(Natural-language object grounding data)
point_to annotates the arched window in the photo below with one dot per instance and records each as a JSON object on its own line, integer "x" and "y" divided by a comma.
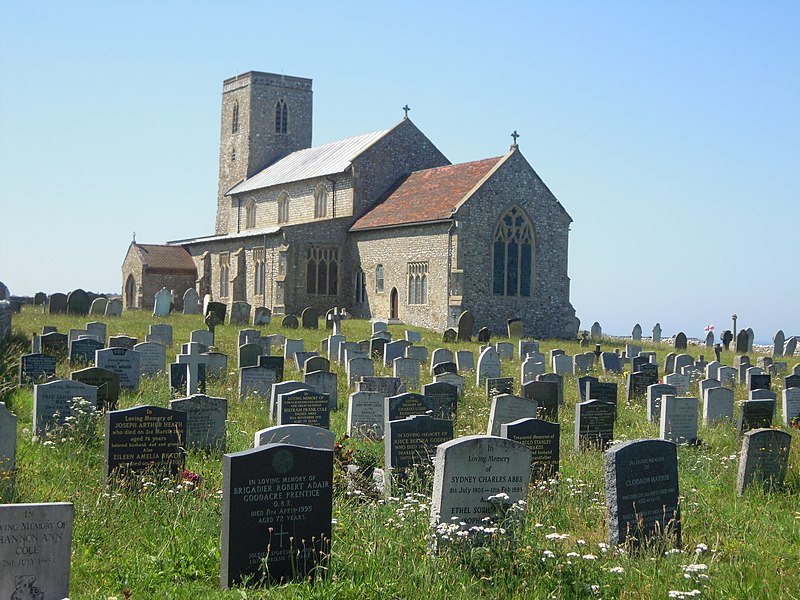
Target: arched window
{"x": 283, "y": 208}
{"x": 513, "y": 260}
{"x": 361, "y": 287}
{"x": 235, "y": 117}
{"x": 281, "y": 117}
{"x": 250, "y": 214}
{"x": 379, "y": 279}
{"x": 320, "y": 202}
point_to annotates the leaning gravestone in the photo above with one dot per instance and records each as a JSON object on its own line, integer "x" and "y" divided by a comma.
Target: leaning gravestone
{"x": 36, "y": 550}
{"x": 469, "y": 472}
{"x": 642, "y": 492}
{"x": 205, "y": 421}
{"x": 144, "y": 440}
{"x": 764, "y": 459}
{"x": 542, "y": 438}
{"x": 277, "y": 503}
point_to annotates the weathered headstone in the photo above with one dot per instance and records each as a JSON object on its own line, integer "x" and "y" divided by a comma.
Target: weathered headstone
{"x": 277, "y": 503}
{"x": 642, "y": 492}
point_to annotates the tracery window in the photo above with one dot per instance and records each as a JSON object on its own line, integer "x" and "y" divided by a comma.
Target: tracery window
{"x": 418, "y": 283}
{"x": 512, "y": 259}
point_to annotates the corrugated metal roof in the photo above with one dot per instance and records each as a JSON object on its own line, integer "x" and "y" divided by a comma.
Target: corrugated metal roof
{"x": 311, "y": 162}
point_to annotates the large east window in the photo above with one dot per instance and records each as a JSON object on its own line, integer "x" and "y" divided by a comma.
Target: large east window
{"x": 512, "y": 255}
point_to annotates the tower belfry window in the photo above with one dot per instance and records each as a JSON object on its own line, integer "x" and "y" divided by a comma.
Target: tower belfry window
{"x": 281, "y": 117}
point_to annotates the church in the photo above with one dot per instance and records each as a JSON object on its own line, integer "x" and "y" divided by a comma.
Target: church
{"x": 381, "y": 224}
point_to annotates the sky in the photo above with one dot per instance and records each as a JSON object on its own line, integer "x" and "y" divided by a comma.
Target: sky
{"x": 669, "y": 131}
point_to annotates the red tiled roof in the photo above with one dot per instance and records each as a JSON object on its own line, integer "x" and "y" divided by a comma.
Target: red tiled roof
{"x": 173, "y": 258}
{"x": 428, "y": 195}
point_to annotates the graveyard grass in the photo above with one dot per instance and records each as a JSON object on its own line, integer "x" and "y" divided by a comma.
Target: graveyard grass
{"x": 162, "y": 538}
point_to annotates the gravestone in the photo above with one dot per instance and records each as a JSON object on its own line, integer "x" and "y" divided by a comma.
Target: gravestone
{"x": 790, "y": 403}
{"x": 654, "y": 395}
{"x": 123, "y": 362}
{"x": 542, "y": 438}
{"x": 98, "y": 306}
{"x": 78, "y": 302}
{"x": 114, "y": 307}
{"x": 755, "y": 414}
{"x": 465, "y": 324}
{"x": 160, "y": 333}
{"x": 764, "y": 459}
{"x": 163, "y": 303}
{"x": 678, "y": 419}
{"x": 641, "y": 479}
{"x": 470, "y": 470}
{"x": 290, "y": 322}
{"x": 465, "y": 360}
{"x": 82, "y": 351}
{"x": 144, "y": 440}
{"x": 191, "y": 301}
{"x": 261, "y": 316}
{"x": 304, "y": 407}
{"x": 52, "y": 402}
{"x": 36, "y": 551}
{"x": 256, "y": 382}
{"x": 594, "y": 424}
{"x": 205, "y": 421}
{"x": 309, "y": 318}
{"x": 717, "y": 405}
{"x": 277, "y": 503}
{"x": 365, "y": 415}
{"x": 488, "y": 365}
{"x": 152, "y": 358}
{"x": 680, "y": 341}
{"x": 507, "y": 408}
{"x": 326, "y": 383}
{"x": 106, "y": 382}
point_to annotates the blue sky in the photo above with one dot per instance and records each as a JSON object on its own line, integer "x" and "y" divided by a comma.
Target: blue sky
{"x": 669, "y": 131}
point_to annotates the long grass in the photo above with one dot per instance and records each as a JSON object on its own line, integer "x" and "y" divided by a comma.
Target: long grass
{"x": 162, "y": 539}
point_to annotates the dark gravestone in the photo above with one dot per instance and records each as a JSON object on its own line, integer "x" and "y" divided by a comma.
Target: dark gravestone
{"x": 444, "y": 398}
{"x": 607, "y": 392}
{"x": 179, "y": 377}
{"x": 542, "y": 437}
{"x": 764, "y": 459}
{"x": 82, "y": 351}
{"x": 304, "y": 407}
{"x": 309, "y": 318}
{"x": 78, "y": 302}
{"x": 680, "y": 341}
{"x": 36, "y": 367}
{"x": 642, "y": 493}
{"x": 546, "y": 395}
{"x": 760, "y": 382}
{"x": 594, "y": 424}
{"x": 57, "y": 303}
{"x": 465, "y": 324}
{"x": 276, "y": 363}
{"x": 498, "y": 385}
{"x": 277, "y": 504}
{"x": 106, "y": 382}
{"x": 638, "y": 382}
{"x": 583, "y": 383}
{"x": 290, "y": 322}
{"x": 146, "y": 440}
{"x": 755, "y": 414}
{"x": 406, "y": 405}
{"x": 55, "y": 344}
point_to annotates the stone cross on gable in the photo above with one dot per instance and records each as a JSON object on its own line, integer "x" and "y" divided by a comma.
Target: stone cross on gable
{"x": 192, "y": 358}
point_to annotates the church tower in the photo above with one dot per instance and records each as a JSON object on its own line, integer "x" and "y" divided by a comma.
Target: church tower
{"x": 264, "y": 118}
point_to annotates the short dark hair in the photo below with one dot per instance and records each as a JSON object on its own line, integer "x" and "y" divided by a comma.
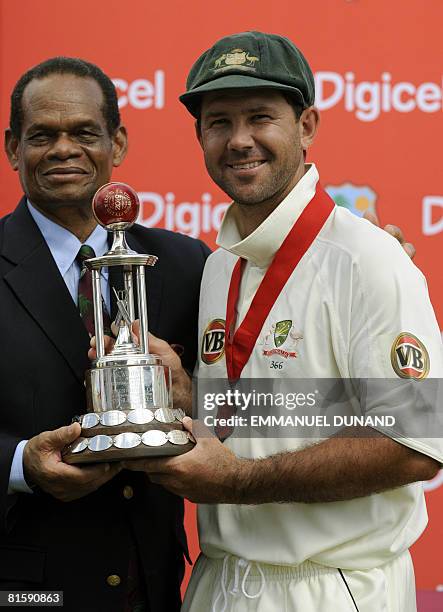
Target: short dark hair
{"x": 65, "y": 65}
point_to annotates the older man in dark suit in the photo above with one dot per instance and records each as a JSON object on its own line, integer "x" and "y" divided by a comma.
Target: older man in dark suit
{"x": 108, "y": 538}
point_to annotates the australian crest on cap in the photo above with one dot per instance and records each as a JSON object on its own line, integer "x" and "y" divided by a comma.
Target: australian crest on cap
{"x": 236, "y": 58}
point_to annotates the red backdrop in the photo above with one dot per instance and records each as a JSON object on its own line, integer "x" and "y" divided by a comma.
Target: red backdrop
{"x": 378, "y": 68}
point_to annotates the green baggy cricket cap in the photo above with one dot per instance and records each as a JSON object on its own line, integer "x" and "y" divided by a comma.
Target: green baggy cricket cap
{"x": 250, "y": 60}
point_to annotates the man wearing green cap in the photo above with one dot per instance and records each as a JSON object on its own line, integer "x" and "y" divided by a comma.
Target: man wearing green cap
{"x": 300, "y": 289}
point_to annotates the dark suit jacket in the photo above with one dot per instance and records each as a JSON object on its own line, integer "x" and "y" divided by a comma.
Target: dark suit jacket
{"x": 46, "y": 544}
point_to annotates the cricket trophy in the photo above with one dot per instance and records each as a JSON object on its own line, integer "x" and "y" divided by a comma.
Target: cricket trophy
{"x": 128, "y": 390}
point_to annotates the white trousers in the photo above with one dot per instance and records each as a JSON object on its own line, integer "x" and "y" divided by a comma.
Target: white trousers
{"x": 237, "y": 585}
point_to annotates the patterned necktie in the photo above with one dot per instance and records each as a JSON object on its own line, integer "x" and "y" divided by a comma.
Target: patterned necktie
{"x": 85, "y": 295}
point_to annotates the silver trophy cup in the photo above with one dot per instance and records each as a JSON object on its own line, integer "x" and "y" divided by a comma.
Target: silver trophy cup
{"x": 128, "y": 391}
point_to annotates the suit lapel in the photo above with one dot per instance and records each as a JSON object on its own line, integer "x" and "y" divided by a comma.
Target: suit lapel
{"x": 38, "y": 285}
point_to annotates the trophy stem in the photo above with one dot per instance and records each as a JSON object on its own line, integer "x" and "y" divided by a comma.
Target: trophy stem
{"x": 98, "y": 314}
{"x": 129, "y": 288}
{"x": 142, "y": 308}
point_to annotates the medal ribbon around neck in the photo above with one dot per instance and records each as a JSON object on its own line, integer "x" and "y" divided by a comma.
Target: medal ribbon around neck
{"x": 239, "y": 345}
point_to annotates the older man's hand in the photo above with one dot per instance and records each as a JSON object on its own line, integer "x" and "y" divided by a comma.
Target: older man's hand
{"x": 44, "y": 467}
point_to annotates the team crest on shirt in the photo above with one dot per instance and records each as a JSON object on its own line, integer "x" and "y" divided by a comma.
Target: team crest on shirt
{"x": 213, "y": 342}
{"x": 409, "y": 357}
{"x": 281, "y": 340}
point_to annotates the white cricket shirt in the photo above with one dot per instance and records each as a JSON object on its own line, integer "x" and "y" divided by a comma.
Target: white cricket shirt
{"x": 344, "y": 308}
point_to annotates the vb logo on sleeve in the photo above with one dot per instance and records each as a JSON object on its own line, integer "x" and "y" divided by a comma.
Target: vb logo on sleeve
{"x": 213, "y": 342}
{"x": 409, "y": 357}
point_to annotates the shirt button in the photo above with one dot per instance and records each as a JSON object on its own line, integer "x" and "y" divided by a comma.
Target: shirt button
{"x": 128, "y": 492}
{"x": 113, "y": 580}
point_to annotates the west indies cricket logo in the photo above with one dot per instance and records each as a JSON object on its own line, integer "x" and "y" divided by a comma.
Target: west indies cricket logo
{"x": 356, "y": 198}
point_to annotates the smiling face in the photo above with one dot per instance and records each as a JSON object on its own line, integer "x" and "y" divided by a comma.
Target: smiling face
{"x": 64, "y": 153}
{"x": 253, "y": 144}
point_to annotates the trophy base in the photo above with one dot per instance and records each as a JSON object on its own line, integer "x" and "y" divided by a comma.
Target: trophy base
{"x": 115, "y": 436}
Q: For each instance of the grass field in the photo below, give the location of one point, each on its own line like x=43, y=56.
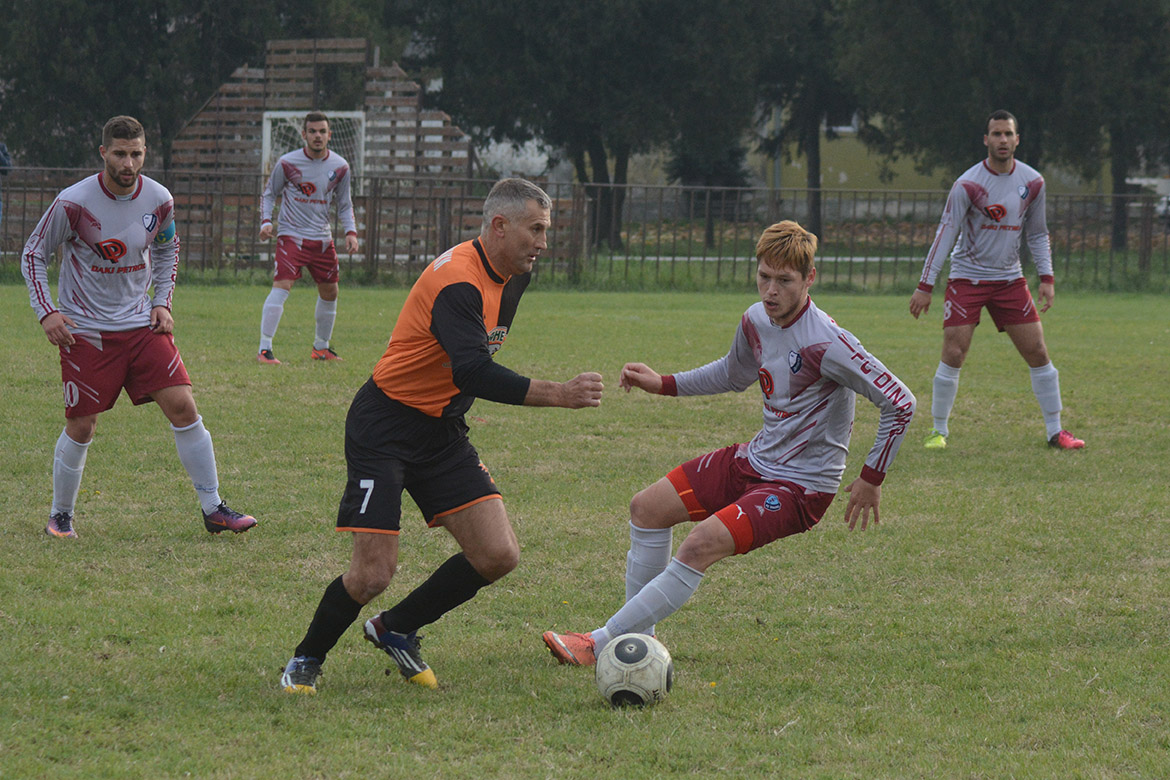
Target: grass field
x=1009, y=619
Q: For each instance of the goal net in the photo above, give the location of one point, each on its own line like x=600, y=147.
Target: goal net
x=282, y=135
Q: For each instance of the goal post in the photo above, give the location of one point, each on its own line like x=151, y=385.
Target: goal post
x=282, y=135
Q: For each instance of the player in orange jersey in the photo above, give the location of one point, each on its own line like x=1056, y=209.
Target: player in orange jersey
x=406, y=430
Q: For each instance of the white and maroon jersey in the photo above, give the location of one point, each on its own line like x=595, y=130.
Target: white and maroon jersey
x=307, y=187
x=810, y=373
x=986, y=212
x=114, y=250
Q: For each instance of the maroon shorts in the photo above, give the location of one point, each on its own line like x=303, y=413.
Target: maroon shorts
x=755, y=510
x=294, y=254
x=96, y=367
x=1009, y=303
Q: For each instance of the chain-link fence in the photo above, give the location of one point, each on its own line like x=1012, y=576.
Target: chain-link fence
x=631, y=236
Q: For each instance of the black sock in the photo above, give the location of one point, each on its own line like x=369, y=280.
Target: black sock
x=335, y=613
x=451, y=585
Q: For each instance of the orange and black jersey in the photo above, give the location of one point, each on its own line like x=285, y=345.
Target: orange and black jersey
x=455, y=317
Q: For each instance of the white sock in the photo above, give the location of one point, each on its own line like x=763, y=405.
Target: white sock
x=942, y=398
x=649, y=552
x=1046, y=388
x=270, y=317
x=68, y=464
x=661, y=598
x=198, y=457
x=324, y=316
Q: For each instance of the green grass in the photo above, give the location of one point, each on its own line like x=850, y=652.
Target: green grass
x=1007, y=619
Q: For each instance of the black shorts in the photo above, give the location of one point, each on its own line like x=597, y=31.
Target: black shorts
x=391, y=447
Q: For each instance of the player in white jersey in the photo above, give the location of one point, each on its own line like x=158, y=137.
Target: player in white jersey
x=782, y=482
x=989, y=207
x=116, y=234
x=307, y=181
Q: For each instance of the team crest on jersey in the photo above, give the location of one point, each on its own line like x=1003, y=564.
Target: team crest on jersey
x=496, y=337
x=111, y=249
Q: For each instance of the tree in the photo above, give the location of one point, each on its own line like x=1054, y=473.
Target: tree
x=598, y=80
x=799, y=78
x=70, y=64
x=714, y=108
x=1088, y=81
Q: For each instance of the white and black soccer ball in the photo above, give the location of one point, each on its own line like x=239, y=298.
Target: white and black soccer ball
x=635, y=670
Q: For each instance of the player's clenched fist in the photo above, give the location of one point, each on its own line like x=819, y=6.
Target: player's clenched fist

TASK PROMPT
Pick out the lines above that hold the string "clenched" and show them.

ANSWER BOX
Q: For each instance of the player's clenched fist in the photo above, give the location of one point, each on its own line like x=819, y=6.
Target: player's clenched fist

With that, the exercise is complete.